-- start Stored rows --
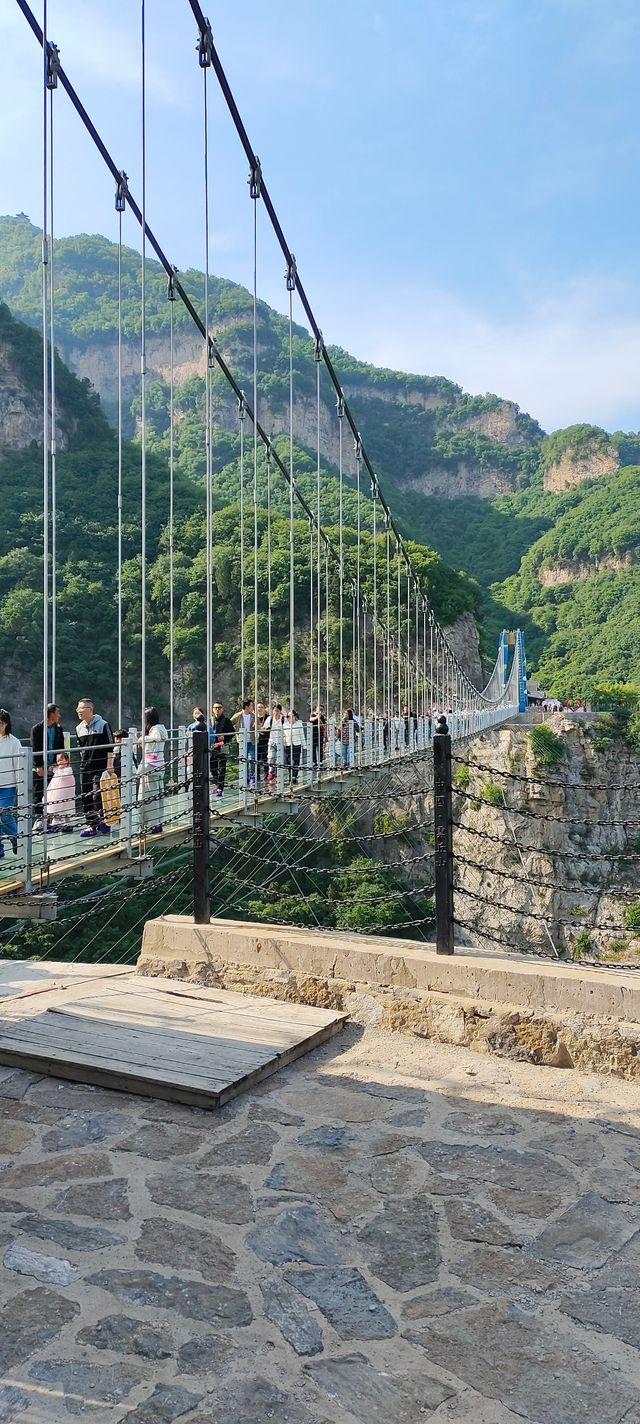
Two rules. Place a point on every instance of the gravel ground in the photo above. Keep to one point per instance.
(388, 1232)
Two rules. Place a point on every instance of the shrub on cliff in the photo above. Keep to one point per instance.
(548, 748)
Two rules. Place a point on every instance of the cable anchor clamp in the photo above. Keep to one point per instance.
(53, 64)
(121, 192)
(205, 46)
(255, 178)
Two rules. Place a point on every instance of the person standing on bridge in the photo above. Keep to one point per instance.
(271, 725)
(221, 732)
(294, 744)
(262, 746)
(10, 758)
(318, 734)
(348, 719)
(54, 745)
(96, 756)
(244, 721)
(151, 772)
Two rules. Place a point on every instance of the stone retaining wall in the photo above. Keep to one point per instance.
(548, 1013)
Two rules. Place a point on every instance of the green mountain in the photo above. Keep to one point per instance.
(87, 556)
(548, 526)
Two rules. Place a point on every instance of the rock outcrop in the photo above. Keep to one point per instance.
(20, 409)
(576, 828)
(575, 466)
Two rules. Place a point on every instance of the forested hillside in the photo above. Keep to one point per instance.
(87, 556)
(549, 526)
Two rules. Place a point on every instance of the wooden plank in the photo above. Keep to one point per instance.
(147, 1080)
(233, 1001)
(178, 1011)
(200, 1031)
(208, 1055)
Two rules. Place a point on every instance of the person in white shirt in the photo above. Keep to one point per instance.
(294, 744)
(151, 772)
(272, 724)
(10, 761)
(62, 795)
(245, 721)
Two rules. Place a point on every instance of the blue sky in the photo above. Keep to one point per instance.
(458, 178)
-- end Stored rows --
Arrange the rows above, from the line containing "Two rules. Place a point on every instance of the forested" through the last line, as a JSON list of strings with one string per line and blank lines left out.

[
  "Two rules. Place a point on every instance of the forested hillside in the photo above. Keep to one point per instance.",
  "(87, 556)",
  "(549, 526)",
  "Two rules. Place a point on every instance of the wooden plank in the photo above. Keep to one point per instance.",
  "(147, 1080)",
  "(233, 1001)",
  "(178, 1011)",
  "(200, 1031)",
  "(208, 1055)",
  "Two rules. Place a point on every instance of the person in white shirt in the photo above. Keep to one point per instance.",
  "(294, 744)",
  "(151, 772)",
  "(272, 724)",
  "(10, 761)",
  "(62, 795)",
  "(245, 721)",
  "Two rules. Place a point on every instance of the blue sky in the photo above. Keep to one point per instance.",
  "(458, 178)"
]